Fiona Phillips’ husband has said his Alzheimer’s-hit wife ‘used to have good days and bad days – now it’s just bad or wretched days’.
Ms Phillips was just 61 when she found out in 2022 that she had early-onset Alzheimer’s.
Since then the 64-year-old has been cared for by her husband, former This Morning editor Martin Frizell.
Mr Frizell made the comment in a new interview with BBC Newsnight in which he spoke candidly about the former GMTV presenter’s battle with the memory-eroding condition.
He said: ‘I used to say good days and bad days, now I just say bad days or wretched days, I think wretched is a great word for it.’
Mr Frizell said the day of the interview the couple had gone to see a doctor and Ms Phillips was repeatedly unable to remember their destination.
‘In the cab ride, 35 minutes, she asked me 72 times, where are we going?’ he said.
He also said that his wife is no longer able to drive herself ‘because she panics’ and he is fearful of taking her on public transport because ‘she doesn’t look any different’ which might lead strangers to approach her – something which would leave her ‘flummoxed’.
The couple, who wed in 1997, share two sons who are also involved in looking after their ailing mother.
On July 17 Phillips released a new book, Remember When: My Life With Alzheimer’s, written with the help of Mr Frizell and journalist Alison Phillips, a long-standing friend.
The tome is described as an attempt to ‘chronicle what was happening to her in the hope that her book would help others.’
In the Newsnight interview, Mr Frizell talked movingly about his wife’s deterioration as he watched her lose interest in things that previously brought her pleasure like cooking and her wardrobe of ‘wonderful clothes’ that now mean nothing to her:
He said: ‘She hasn’t really cooked for two years. I was saying to somebody the other day, the most heartbreaking thing, lots of heartbreaking points in our lives just now, but downstairs in a basement, I’ve got a door wedged open by cookery books, and I don’t know what to do because she’s never going to cook again.
‘Do I donate them? Do I take them to the dump? What do I do with them? Same with her clothes as well.
‘She will wear, and everybody who has got someone who’s going through dementia will know this, we are just pretty much sharing our experience; she’s got the most wonderful wardrobe of wonderful clothes, but she’ll wear the same thing, the same t-shirt, the same pair of trousers, sleep in it if need be.’
Mr Frizell also says that as shocking as it may sound, he wishes his wife Fiona had contracted cancer rather than Alzheimer’s.

*TASK SET*.
1: In the article about Fiona Phillips, how many times did she ask where they were going during the 35-minute cab ride?
2: List every television program or broadcaster named in the article about Fiona Phillips.
3: Carry on the article about Fiona Phillips and Martin Frizell from its final sentence.

*PROVIDED INFORMATION*.
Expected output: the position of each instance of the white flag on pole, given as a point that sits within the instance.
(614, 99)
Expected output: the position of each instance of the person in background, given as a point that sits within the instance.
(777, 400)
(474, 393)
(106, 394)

*ANSWERS IN ORDER*.
1: 72 times

2: This Morning, BBC Newsnight, GMTV

3:
He said: ‘At least she would have had some hope, hope of, and I know you’ve been through it and it’s awful, my mom died from it, my father had cancer, so I know what cancer can do, but I don’t think Fiona’s ever going to be able to taste a glass of wine again, walk on a beach properly again, go on holiday again, go to the theatre, go to cinema, drive her car, cook a meal for her children, and my worry is on her deathbed, whenever that may come, and hopefully it will be in a long time from now, will she even know who we are?
‘I think with cancer though, of course it can be awful and I’m not trying to put that down, but at least there’s a hope, there’s the chance remission can take you to the end of your life. There’s no remission for Alzheimer’s.’
Mr Frizell also touched on the level of attention given to cancer and cancer care compared to Alzheimer’s.
‘For every one Alzheimer’s researcher, there are four cancer researchers,’ he said.
‘I’ll tell you what I think. I mean I’m not campaigning about this. I’m not going to be the poster boy for this.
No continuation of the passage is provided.